>> Start The input

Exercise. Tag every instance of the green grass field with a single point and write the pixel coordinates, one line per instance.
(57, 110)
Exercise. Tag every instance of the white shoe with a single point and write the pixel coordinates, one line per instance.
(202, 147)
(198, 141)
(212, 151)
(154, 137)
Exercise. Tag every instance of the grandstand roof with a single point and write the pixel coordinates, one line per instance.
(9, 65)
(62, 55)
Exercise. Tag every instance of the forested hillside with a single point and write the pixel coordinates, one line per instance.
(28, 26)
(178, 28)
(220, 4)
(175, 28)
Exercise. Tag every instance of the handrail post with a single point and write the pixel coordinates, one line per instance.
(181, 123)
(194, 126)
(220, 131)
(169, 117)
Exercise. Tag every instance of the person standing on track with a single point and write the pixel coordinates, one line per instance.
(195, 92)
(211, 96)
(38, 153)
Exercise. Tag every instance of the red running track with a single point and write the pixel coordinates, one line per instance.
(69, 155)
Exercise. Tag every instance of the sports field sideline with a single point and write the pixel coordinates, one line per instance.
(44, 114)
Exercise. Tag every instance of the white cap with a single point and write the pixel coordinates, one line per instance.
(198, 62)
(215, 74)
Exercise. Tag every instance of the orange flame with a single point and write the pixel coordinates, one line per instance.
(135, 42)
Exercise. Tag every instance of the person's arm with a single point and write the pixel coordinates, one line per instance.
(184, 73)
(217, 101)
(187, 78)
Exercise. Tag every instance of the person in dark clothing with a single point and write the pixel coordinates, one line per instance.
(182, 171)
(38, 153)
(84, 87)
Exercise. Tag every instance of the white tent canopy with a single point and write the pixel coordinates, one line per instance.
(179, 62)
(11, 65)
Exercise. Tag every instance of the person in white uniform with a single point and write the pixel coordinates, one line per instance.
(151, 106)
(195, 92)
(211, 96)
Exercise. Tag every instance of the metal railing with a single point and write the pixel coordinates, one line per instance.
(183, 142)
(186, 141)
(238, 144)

>> End The input
>> Start The input

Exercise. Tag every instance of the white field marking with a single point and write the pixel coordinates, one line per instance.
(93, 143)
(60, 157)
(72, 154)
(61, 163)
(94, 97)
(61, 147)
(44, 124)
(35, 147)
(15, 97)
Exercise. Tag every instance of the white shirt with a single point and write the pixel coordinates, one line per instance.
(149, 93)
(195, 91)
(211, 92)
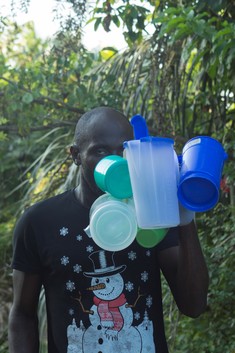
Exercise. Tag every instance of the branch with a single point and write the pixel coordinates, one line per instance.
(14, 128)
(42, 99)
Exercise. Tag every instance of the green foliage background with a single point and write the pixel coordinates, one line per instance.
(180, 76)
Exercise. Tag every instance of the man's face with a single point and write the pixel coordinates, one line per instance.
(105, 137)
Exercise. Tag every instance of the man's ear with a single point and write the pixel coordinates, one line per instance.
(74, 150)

>> End The input

§ **Task prompt**:
Extract every line of the data above that contains the word "white".

§ **Complete answer**:
Exercise. Tag every instance of the white shoe with a single point and write the pixel coordinates, one line per instance.
Exercise. Tag every instance of the white cap with a single point and write the pixel coordinates, one line per instance.
Exercise. Tag every instance of the white tent canopy with a single point and write the pixel coordinates, one line per instance.
Exercise. Tag every instance of the person in white uniform with a single point and write the pixel coordinates, one line per instance.
Exercise. Tag every instance of the white field marking with a single point and write the pixel coordinates, one line per instance.
Exercise. Tag every instance of the white shirt with a single point and write the pixel coordinates, one line per instance.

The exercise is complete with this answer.